++++ Data to use

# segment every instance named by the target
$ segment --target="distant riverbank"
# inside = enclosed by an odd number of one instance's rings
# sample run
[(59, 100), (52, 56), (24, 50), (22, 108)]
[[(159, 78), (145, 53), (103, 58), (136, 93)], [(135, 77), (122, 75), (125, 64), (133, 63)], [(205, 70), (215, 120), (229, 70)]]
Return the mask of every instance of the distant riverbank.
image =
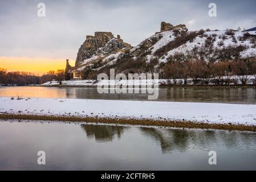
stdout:
[(0, 98), (0, 118), (256, 131), (256, 105)]

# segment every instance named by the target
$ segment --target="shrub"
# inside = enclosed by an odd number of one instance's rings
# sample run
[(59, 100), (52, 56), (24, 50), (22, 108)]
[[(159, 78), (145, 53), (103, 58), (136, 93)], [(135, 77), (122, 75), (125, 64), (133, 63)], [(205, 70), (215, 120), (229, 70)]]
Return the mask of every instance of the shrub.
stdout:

++++++++

Rename "sample run" to "demo run" everywhere in the listing above and reproduce the whole listing with nothing else changed. Leave the pictures out.

→ Solution to the exercise:
# segment every instance named by the target
$ segment --target="distant riverbank"
# inside = enclosed by an odd number of one instance's rings
# demo run
[(59, 100), (52, 56), (24, 50), (22, 108)]
[[(159, 78), (145, 53), (103, 58), (136, 93)], [(135, 77), (122, 75), (125, 64), (133, 63)], [(205, 70), (215, 120), (229, 70)]]
Return the mask of every instance of the distant riverbank.
image =
stdout:
[(0, 98), (0, 118), (256, 131), (256, 105)]

# segment every instance named by the target
$ segment --target="shrub"
# inside = enclosed by an odd number of one instance's rings
# demo run
[(59, 100), (52, 56), (24, 50), (22, 108)]
[[(159, 78), (145, 53), (103, 58), (136, 93)], [(135, 77), (122, 75), (125, 64), (133, 63)], [(205, 70), (215, 120), (229, 70)]]
Return the mask of every instance of the shrub.
stdout:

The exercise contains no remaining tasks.